> _ASSIGNMENT_
Your task is to give the entries back exactly, leaving nothing out.

Top of INPUT RECORDS

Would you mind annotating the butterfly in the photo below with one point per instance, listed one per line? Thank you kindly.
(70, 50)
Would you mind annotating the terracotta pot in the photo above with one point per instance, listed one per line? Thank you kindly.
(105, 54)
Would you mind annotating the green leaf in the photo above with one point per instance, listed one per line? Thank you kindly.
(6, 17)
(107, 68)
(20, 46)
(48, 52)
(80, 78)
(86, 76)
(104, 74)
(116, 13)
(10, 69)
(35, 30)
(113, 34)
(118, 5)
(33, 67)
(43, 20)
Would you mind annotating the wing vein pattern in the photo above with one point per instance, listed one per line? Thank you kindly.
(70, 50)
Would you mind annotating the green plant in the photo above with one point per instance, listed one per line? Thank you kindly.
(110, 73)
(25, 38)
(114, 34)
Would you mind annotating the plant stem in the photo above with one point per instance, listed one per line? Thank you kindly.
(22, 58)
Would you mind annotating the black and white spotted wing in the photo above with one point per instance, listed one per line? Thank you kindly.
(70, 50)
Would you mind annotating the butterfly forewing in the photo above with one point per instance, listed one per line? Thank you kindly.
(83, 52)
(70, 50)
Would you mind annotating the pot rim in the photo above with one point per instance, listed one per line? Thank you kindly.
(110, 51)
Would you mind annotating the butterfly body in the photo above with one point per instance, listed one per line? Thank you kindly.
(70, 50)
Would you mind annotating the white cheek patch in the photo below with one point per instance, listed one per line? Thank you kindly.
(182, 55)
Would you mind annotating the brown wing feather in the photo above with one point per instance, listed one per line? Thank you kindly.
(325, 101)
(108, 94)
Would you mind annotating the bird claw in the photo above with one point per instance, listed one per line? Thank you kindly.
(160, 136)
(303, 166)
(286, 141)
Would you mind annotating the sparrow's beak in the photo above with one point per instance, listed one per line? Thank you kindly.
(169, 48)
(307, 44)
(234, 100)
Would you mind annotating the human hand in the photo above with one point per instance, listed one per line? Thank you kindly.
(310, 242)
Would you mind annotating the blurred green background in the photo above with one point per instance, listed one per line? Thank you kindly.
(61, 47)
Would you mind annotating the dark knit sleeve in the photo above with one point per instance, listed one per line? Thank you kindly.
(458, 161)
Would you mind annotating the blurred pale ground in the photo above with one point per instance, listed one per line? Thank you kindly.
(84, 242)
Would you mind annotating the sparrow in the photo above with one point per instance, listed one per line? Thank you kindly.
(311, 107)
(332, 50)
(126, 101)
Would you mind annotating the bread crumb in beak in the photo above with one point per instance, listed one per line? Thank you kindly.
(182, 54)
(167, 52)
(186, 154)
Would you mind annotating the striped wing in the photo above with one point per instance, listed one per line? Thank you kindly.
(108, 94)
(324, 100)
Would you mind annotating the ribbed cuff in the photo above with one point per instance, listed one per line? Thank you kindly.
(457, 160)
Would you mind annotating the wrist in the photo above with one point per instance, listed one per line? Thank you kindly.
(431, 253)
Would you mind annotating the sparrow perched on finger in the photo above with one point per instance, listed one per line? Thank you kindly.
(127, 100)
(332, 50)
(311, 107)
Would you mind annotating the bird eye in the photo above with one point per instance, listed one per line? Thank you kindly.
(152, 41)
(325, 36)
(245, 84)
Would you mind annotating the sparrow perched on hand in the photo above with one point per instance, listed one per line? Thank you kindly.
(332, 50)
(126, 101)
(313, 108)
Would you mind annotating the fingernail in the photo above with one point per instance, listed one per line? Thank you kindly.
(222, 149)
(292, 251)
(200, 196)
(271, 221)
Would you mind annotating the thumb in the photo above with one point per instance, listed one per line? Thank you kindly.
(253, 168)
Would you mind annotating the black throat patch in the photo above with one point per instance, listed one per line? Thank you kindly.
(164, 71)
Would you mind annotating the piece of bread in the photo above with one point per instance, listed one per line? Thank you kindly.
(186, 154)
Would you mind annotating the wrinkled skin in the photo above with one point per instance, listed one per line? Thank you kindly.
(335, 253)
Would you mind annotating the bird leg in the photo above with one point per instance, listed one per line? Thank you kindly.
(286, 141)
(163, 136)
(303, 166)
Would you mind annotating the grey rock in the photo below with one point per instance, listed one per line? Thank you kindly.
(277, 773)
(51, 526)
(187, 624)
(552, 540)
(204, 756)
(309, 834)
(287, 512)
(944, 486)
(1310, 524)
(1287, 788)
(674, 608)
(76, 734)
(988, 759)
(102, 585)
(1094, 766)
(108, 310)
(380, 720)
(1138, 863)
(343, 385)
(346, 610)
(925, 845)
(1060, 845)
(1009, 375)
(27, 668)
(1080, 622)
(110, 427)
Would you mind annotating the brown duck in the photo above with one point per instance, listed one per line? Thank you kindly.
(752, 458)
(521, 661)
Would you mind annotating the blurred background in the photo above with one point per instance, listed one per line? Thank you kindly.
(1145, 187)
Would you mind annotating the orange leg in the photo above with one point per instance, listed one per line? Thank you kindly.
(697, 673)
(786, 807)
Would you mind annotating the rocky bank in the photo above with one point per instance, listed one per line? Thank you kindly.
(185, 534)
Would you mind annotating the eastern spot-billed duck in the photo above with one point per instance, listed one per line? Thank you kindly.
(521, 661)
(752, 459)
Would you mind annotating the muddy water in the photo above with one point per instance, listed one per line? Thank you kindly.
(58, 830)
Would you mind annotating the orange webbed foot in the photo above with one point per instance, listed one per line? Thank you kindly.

Bottom of INPUT RECORDS

> _EXERCISE SOLUTION_
Would you mind annotating the butterfly in the photo below with one point per instance, listed one per line? Thank you kindly.
(70, 50)
Would you mind annotating the terracotta pot in the photo above with one point per instance, listed one per line? Thank you kindly.
(105, 54)
Would you mind annotating the green leaf in the photo above with one point per instance, listed one per line? Thank you kindly.
(6, 17)
(107, 68)
(20, 46)
(48, 52)
(80, 78)
(86, 76)
(104, 74)
(116, 13)
(10, 69)
(35, 30)
(113, 34)
(118, 5)
(33, 67)
(43, 20)
Would you mind annotating the wing vein pattern in the photo above with one point per instance, listed one per line? Thank you kindly.
(70, 50)
Would you mind annotating the green plant in the photo above with one point per instance, listed one per line? Thank you kindly.
(110, 73)
(25, 38)
(114, 34)
Would you mind annotating the plant stem in the photo above with one point per instance, listed one per line? Thank you kindly.
(22, 58)
Would you mind annotating the black and white spotted wing in the photo above with one point per instance, listed one per line? Thank you kindly.
(70, 50)
Would you mind annotating the butterfly forewing in the photo above with one point per instance, listed one per line? Thank you kindly.
(83, 52)
(70, 50)
Would you mind annotating the pot rim in the photo above with one point per instance, listed one per line? Thank you kindly.
(110, 51)
Would you mind annotating the butterfly body in the photo above with one point per instance, listed one per line? Thank you kindly.
(70, 50)
Would you mind annotating the white cheek patch in the photo below with one point per instance, listed one per line? Thank you kindly.
(182, 55)
Would you mind annotating the brown wing feather in the photo above with one point per instance, listed one per line? Thank you kindly.
(325, 101)
(108, 94)
Would you mind annotating the bird claw in the photo above with one point per instance, listed one per line? Thank you kindly.
(160, 136)
(303, 166)
(286, 141)
Would you mind annotating the sparrow's beak in the photo above with one point per instance, listed one per line? Thank you kindly.
(169, 48)
(307, 44)
(234, 100)
Would you mind annotating the human hand in the photo above with one point per instance, listed one per line? Thank you kindly.
(310, 242)
Would you mind annotating the blurred green background in the photo above with one point per instance, listed one per line? Thank you kindly.
(61, 47)
Would you mind annotating the dark knit sleeve in the photo above with one point per instance, listed one per line? Thank you kindly.
(458, 161)
Would you mind annotating the blurred pale ground in the photo above with one point per instance, listed one per line? Thank you kindly.
(84, 242)
Would you mind annotating the sparrow in the photo above with one point per instance, listed one per line? Thank you kindly.
(311, 107)
(332, 50)
(126, 101)
Would you mind annotating the bread crumb in beak in the photo above with one point per instance, listed one per line? Thank you kindly.
(182, 54)
(167, 52)
(186, 154)
Would you mind annotating the striped wing in the photo above with one point per instance, listed one per line? Thank you kindly.
(108, 94)
(324, 100)
Would you mind annotating the ribbed cuff in the photo above with one point per instance, listed one per line? Thank you kindly.
(457, 160)
Would you mind annotating the wrist in the photo above with one point per instance, listed one per line? Thank you kindly.
(431, 253)
Would you mind annotating the sparrow perched on finger in the photo above with one point per instance, listed one per line? Thank you kindly.
(127, 100)
(332, 50)
(311, 107)
Would you mind annotating the bird eye in the photo above with one point per instance, listed one per line? Thank you kindly.
(152, 41)
(325, 36)
(245, 84)
Would you mind annotating the sparrow perched on hand in the photo above with one point per instance, listed one per line? Thank you kindly.
(332, 50)
(126, 101)
(313, 108)
Would you mind annotating the fingernail in the photo above with one point per instance, listed one per line? Thank you kindly.
(222, 149)
(292, 251)
(200, 196)
(271, 221)
Would you mind annotating the thumb in the photo above with one point per instance, listed one per line? Thank you kindly.
(253, 168)
Would you mind annotating the black throat patch in the photo above with one point per instance, listed one per line? Thank you kindly.
(164, 71)
Would you mind annotating the piece of bread in the photo above with one point per instance, listed one per line? Thank you kindly.
(186, 154)
Would you mind annotating the wrinkled skin in the photo above with one point per instance, listed one per line? Thank you kindly.
(335, 253)
Would you mind annotating the bird leg in the photo above with one point per instance, listed one per line? Thank you kindly.
(286, 141)
(163, 136)
(303, 166)
Would you mind annotating the grey rock in the photo below with one point per instance, listed one per line? Thank you kindly.
(277, 773)
(51, 526)
(187, 624)
(552, 540)
(204, 756)
(309, 834)
(287, 512)
(944, 486)
(1310, 524)
(1287, 788)
(674, 608)
(76, 734)
(988, 759)
(102, 585)
(1094, 766)
(108, 310)
(380, 720)
(1138, 863)
(343, 385)
(346, 610)
(925, 845)
(1060, 845)
(1009, 375)
(27, 668)
(1080, 622)
(110, 427)
Would you mind annotating the brown duck in the photo above with one point per instance, listed one per line? Thank you kindly.
(752, 458)
(521, 661)
Would you mind annotating the blurred background in the photo above with one point per instance, listed one per line? Thank you kindly.
(1145, 187)
Would you mind annotating the orange leg in the photo above with one point per instance, listed one per line? Thank you kindly.
(697, 673)
(786, 807)
Would you mind annotating the rocky bank in the photo above with one point per instance, listed one per line? Thank you kindly.
(185, 534)
Would you mind annotating the eastern spot-billed duck in the photo above with one point per instance, listed one per line? Thank you kindly.
(521, 661)
(752, 459)
Would you mind annotating the muddy water in the photo above with one point per instance, listed one per line? Thank you kindly.
(58, 830)
Would you mind annotating the orange webbed foot in the photo above with one point per instance, listed one per line? Thank you kindly.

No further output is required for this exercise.